● ФРАГМЕНТ ТЕКСТА

* * * * * * *

Что чувствует программа ТО ЗА ТО

Стратегия ТО ЗА ТО - делать для других то, что они сделали для вас - делает ее очень похожей на таковую среднего человека. Однако же у нее нет человеческой интуиции. Она не понимает ценности взаимных одолжений. Она просто их оказывает. В этом смысле в ней больше сходства с австралопитеками, нашими предшественниками с маленьким мозгом.
Какие чувства должен был бы вложить естественный отбор в представителя австралопитековых, чтобы заставить его применять умную стратегию реципрокного альтруизма взамен своей исконной тупости? Ответ выходит за пределы простой и неразборчивой симпатии, на которой настаивал Дарвин. Действительно, симпатия такого рода всегда должна быть под рукой, подталкивая ТО ЗА ТО на первоначальную попытку установить доброжелательные отношения. Но потом симпатия должна проявляться выборочно и поддерживаться другими чувствами. Чтобы ТО ЗА ТО надежно оплачивала одолжения, должны существовать чувства благодарности и обязанности. Склонность отказывать в щедрости подлым австралопитековым могла быть реализована через чувства злости и неприязни. А склонность относиться хорошо к прежним подлецам, ставшим на праведный путь, исходит из чувства прощения, изглаживающего ставшую вдруг непродуктивной враждебность. Все эти чувства существуют во всех человеческих культурах.
В реальной жизни к кооперации нельзя подходить с позиций черного или белого. Вы вступаете в знакомство не для того, чтобы попытаться добыть полезную информацию с тем, чтобы преуспеть в чем-то или потерпеть фиаско. Гораздо чаще вы оба обмениваетесь разнообразными данными, давая каждый что-то потенциально ценное для другого, но эти вклады не всегда уравновешиваются в точности. В результате, человеческие правила реципрокного альтруизма выглядят не столь бинарными, чем правило ТО ЗА ТО. Если человек F был определенно мил в разных ситуациях, вы можете ослабить свою настороженность и делать ему одолжения, не следя за F постоянно, а оставляя бдительность только для явных признаков появляющейся подлости и только периодически сверяя, сознательно или бессознательно, общий счет. Точно так же, если человек E был подл целыми месяцами, возможно, лучше списать его со счетов. Ощущения, которые поддерживают такой сберегающий время и энергию образ поведения, это, соответственно, - привязанность и доверие (лежащие в основе концепции "друга") и враждебность и недоверие (составляющие концепции "врага").
Дружба, привязанность, доверие - это вещи, которые задолго до того, как люди подписали контракты, задолго до того, как они написали законы - удерживали человеческие общества вместе. Даже сегодня эти силы являются одной из причин, по которым человеческие общества значительно превосходят муравейники размером и сложностью, даже если степень родства между кооперативно взаимодействующими людьми обычно близка к нулю. Пока вы наблюдаете, как доброе, но строгое ТО ЗА ТО распространяется в популяции, вы видите, как из случайных генетических мутаций разрастается на редкость изощренное социальное связующее человеческого общества.

* * * * * * *

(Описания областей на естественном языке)
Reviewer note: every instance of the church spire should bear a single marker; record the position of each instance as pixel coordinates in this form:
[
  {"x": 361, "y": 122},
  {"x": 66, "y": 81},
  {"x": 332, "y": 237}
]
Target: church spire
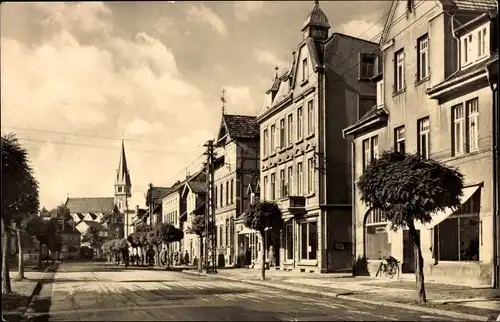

* * * * * * *

● ЗАДАНИЯ К УПРАЖНЕНИЮ
[1] Какие чувства, согласно фрагменту, должны существовать, чтобы ТО ЗА ТО надежно оплачивала одолжения?
[2] Объясните по фрагменту, почему человеческие правила реципрокного альтруизма выглядят менее бинарными, чем правило ТО ЗА ТО.
Для ответов используйте только фрагмент.

● ОТВЕТЫ ПО НОМЕРАМ
[1] Чувства благодарности и обязанности.

[2] В реальной жизни к кооперации нельзя подходить с позиций черного или белого. Люди обмениваются разнообразными данными, и каждый дает что-то потенциально ценное для другого. Но эти вклады не всегда уравновешиваются в точности.